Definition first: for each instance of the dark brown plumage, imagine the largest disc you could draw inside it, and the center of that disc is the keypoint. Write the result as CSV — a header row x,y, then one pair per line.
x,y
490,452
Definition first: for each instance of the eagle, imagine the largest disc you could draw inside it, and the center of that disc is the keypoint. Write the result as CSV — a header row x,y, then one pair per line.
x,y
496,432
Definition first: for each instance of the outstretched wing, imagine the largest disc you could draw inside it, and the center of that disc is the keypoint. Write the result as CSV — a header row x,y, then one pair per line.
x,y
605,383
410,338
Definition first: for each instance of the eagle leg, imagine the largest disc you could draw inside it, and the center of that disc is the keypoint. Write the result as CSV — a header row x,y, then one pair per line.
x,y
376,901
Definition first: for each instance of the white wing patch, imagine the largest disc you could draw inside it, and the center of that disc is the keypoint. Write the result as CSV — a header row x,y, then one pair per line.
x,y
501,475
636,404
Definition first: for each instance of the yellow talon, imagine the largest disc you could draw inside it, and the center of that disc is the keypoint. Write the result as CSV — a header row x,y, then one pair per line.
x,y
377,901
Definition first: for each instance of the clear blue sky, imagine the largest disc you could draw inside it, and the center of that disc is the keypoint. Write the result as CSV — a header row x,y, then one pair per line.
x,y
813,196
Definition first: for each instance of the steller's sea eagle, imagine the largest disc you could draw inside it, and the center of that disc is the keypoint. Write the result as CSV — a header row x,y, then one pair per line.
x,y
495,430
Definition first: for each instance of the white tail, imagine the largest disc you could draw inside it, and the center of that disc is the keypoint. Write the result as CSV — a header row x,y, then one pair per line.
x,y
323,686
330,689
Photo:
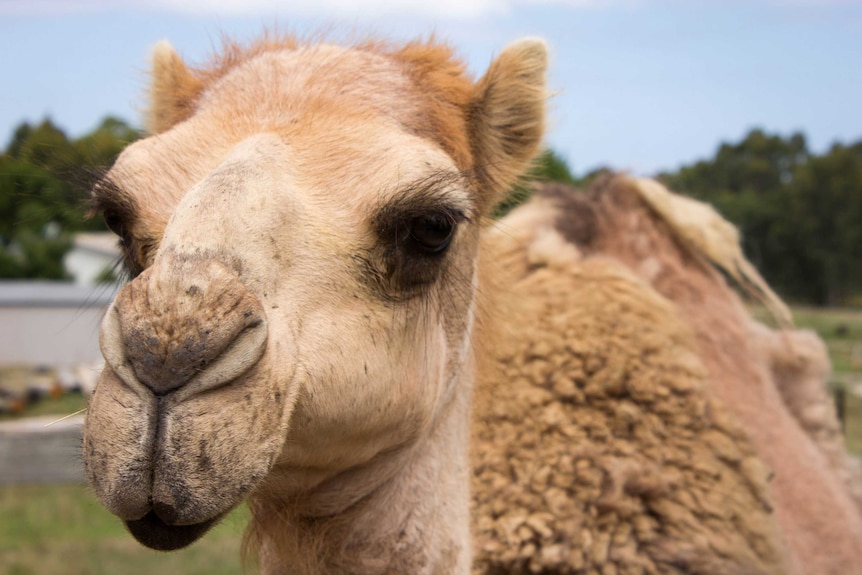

--------

REQUIRED ACTION:
Leave the pictures out and restate exactly the lines from the one that has "Definition first: for each instance of the yellow" through the final line of the entries above, both ends included.

EXERCISE RESPONSE:
Definition first: for each instance of the yellow talon, imagine the largest disc you could draw inside it, and the center of that disc is the keypoint. Write the result as CSV — a header row x,y, then one pair per line.
x,y
377,901
Definition first: for each instance of the clear blue sky, imagine the largest disc you could draw inside it, and the center of that disc is the keypoint. Write the result as CSV — a header row x,y, then one pair per line.
x,y
813,196
Definition first: for each instance of the steller's sea eagle, imagine the largest disc you could draw inside it, and the center of that disc is the keypoint. Write the result as CSV — a header row x,y, then one pair per line.
x,y
495,430
Definition first: for each instance of the white tail, imagine the largest disc you could draw inside it, and the center of that disc is the keypoint. Write the result as CSV — a header row x,y, then one pair per line.
x,y
323,686
330,689
Photo:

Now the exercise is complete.